_OVERGENOMEN TEKST_.

2017 | 2018 | 2019 | 2020 | 2021 | ||
---|---|---|---|---|---|---|
Debtratio | 80,9% | 79,3% | 79,7% | 76,5% | 73,1% | |
Streefwaarde <80% | 80,0% | 80,0% | 80,0% | 80,0% | 80,0% |
Netto schuld per inwoner
Netto schuld per inwoner is de schuld gedeeld door het aantal inwoners.
2017 | 2018 | 2019 | 2020 | 2021 | ||
---|---|---|---|---|---|---|
Netto schuld per inwoner | € 2.907 | € 2.807 | € 2.660 | € 2.528 | € 2.320 | |
Streefwaarde <€ 2.750 | € 2.750 | € 2.750 | € 2.750 | € 2.750 | € 2.750 |
De debt ratio daalt omdat het vreemd vermogen lager wordt. De Netto schuld per inwoner daalt omdat de totale schuld daalt (lang en kort geld).
In 2021 sloten we geen langlopende geldlening af. Op de bestaande geldleningen losten we € 9.779.000 af. Daardoor verlaagde het bedrag van de langlopende geldleningen van € 140.049.000 naar € 130.270.000. Mede hierdoor zien we een verbetering van de debtratio van 76,5% naar 73,4%.
Voor een verdere toelichting over deze twee indicatoren verwijzen wij naar de paragraaf weerstandsvermogen en risicobeheersing.
Risico’s
Ondanks dat wij de laatste jaren onze reservepositie konden opbouwen zien we toenemende opgaven en daardoor vergroting van risico's die wij lopen.
Wij namen in de begroting een aantal financiële (rest)risico’s op. Deze risico’s leidden niet tot nadelige financiële gevolgen. Het niet volledig halen van de taakstelling in het sociaal domein is gedekt uit de reserve sociaal domein.
Ook afgelopen jaar hadden we nog te maken met COVID-19. Het financiële risico is dat wij meer (netto)kosten hebben dan compensatie van het Rijk. Dit is (naar verwachting) niet het geval. Het Rijk gaf aan in de Decembercirculaire 2021 Gemeentefonds ons nog verder te compenseren. Uit de impactanalyse COVID-19 blijkt dat er een voordeel is van € 81.000. We hielden bij de begroting rekening met € 400.000, dus heeft zich hier geen risico voorgedaan.
Voor de komende jaren zien wij twee belangrijkste risico’s:
- Sociaal Domein
Het invullen van de bestaande taakstellingen in een tijd waarin het aantal gebruikers van voorzieningen in het sociaal domein verder oplopen. - Gemeentefonds
Het Rijk hanteert nog steeds de methode 'trap op, trap af' (afhankelijkheid met uitgaven van het kabinet) in de financiële relatie met de gemeente. In sommige gevallen worden hier posten van uitgezonderd, veelal in die gevallen dat het doorbetaling aan gemeenten betreft. Daarnaast is er ook een trend dat het Rijk meer invloed probeert te krijgen op de verdeling van het gemeentefonds over de gemeenten en de besteding van de gelden van het gemeentefonds. Ook kent het Rijk bedragen minder op structurele en meer op incidentele basis toe. Dit alles beïnvloedt de stabiliteit van het gemeentefonds voor gemeenten nadelig, en is als zodanig een risico voor gemeenten.

_OPDRACHTEN_.
[1] Neem het deel van de tekst over schuld en risico’s over, beginnend bij "In 2021 sloten" en eindigend bij "reserve sociaal domein.", en vervang daarin "geldleningen" door "leningen".
[2] Waarom daalt de netto schuld per inwoner volgens de tekst over schuld en risico’s?
[3] Zet de tekst over schuld en risico’s voort vanaf het punt waar die eindigt.
Het materiaal dat hierna volgt, staat los van de tekst.

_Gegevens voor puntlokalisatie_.
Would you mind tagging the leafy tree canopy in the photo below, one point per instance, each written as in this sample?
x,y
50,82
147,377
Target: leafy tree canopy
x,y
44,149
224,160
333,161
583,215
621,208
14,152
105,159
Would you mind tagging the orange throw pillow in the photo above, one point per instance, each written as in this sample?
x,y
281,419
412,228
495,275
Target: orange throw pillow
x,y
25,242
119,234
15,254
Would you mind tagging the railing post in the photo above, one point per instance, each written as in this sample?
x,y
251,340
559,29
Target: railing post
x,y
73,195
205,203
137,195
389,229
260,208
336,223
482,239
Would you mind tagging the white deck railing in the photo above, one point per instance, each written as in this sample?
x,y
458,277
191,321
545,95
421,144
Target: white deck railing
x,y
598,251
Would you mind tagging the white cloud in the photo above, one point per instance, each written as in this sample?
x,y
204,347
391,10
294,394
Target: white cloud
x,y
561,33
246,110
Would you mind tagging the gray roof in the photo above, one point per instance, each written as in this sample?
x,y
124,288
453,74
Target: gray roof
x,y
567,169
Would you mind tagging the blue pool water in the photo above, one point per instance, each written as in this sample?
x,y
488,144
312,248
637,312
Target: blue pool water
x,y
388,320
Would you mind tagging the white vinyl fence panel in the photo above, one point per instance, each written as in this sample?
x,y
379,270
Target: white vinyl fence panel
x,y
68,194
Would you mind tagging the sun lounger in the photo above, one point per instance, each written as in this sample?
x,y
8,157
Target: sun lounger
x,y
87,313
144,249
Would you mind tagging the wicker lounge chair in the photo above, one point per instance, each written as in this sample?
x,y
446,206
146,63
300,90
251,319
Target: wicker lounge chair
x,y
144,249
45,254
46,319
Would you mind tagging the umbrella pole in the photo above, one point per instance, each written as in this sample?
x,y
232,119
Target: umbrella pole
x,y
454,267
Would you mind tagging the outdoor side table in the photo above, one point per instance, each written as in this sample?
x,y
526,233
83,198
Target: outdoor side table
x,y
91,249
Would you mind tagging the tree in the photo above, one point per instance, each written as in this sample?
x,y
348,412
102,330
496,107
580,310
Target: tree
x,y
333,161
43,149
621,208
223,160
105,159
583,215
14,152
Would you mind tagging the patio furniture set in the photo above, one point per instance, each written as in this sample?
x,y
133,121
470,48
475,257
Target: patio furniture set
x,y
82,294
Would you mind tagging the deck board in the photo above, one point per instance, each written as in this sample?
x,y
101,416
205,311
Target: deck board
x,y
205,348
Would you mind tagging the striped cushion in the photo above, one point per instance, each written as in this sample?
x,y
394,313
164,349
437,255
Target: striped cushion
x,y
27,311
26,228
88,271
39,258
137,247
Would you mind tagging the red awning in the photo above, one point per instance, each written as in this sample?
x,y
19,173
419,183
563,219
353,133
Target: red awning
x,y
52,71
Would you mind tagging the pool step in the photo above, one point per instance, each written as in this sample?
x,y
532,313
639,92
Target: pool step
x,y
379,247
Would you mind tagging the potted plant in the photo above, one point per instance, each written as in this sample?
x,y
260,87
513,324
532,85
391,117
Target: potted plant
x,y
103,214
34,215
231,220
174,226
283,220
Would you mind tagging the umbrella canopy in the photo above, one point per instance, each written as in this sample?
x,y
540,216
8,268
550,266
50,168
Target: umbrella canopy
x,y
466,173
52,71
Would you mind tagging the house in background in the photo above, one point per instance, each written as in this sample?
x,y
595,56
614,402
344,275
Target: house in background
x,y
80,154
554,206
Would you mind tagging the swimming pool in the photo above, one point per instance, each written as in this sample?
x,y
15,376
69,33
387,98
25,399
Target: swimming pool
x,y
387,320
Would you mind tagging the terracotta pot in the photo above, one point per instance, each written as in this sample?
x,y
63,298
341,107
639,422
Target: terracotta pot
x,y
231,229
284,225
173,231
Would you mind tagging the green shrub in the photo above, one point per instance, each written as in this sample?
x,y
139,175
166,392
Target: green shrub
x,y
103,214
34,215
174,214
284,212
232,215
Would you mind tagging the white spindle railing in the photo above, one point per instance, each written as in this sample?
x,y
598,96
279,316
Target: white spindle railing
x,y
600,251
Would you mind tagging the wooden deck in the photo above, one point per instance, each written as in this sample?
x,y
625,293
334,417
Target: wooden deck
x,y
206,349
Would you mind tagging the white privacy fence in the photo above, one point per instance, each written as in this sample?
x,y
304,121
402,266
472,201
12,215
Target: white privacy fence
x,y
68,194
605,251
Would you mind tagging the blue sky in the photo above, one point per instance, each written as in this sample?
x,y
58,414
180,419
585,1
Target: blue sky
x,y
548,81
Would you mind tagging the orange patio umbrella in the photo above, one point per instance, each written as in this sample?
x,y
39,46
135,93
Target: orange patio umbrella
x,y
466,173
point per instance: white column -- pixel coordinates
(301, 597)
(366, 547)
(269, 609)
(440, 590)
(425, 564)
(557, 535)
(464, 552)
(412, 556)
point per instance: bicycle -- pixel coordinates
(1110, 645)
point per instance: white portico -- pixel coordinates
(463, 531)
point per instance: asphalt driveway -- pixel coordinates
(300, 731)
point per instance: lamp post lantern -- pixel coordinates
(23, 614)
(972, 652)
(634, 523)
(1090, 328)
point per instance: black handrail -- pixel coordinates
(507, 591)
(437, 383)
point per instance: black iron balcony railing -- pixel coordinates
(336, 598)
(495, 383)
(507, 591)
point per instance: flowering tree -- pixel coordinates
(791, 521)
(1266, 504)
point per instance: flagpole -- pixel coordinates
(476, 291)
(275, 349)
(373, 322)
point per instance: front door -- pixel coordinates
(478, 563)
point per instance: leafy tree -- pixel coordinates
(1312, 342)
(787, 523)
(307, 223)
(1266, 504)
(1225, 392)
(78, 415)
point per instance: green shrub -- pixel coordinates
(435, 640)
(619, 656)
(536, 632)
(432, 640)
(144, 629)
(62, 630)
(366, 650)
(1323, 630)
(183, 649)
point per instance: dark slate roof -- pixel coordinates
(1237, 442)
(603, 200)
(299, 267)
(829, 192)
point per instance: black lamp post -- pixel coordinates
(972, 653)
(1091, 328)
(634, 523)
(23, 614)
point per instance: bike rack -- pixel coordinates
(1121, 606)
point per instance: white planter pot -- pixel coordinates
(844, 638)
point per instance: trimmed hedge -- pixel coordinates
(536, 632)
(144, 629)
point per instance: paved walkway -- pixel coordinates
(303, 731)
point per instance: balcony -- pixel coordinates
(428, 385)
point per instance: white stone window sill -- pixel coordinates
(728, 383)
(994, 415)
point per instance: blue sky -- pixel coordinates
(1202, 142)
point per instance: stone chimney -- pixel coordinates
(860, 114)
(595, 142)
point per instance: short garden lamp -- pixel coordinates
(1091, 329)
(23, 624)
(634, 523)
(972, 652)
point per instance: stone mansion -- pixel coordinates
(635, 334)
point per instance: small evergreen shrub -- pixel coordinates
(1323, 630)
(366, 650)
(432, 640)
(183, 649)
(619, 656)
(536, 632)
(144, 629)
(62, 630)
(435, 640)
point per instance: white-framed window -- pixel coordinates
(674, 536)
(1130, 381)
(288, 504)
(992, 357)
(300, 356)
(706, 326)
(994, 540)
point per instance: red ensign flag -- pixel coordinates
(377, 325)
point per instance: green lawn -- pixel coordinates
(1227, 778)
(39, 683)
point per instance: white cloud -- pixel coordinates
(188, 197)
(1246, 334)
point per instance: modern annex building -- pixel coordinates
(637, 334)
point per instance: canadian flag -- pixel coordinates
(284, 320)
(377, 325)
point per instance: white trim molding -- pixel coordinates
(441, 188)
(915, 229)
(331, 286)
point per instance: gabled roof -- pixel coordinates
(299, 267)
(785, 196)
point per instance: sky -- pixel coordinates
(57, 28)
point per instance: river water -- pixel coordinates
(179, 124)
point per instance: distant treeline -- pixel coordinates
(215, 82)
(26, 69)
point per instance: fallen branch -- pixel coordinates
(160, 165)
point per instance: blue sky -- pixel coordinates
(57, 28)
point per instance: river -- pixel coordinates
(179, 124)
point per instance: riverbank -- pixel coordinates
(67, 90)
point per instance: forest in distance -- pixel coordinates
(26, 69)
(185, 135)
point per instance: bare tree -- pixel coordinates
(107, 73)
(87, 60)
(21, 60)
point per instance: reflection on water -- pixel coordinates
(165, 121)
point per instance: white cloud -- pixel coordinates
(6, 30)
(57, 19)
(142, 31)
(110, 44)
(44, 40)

_ANTWOORDEN OPDRACHTEN_.
[1]
In 2021 sloten we geen langlopende geldlening af. Op de bestaande leningen losten we € 9.779.000 af. Daardoor verlaagde het bedrag van de langlopende leningen van € 140.049.000 naar € 130.270.000. Mede hierdoor zien we een verbetering van de debtratio van 76,5% naar 73,4%.
Voor een verdere toelichting over deze twee indicatoren verwijzen wij naar de paragraaf weerstandsvermogen en risicobeheersing.
Risico’s
Ondanks dat wij de laatste jaren onze reservepositie konden opbouwen zien we toenemende opgaven en daardoor vergroting van risico's die wij lopen.
Wij namen in de begroting een aantal financiële (rest)risico’s op. Deze risico’s leidden niet tot nadelige financiële gevolgen. Het niet volledig halen van de taakstelling in het sociaal domein is gedekt uit de reserve sociaal domein.

[2] De netto schuld per inwoner daalt omdat de totale schuld daalt, zowel het lange als het korte geld.

[3]
Het accres (de groei van het Gemeentefonds) was door het Rijk in 2020 en 2021 bevroren op de stand meicirculaire 2020. Vanaf 2022 lopen we hierover weer risico.
Tenslotte is er nog een risico voor de herverdeling van de herijking gemeentefonds per 2023. Vooralsnog lijkt de voorlopige uitkomst hiervan positief.
Voor meer informatie over de financiële positie verwijzen wij naar de paragraaf weerstandsvermogen en risicobeheersing.
Investeringen
BBij de begroting 2021 was er voor een bedrag aan € 26.672.000 aan investeringen voorzien, met een bedrag aan inkomsten van € 4.670.000. In wekelijkheid besteedden we € 11.072.000 aan investeringen, met € 1.082.000 inkomsten.
Dit leidde tot een stijging van de restantkredieten op het einde van het jaar van € 23.535.000 eind 2020 naar € 40.217.000 eind van dit jaar. De lagere inkomsten dan begroot komen voor een deel omdat wij sommige inkomsten door verkopen pas in latere jaren verantwoorden.
Door de onderuitputting van de investeringsbudgetten hadden we een incidenteel voordeel op de kapitaallasten van in totaal € 1.676.000. Hiervan meldden we al € 1.451.000 bij de perioderapportages (6e en 8e).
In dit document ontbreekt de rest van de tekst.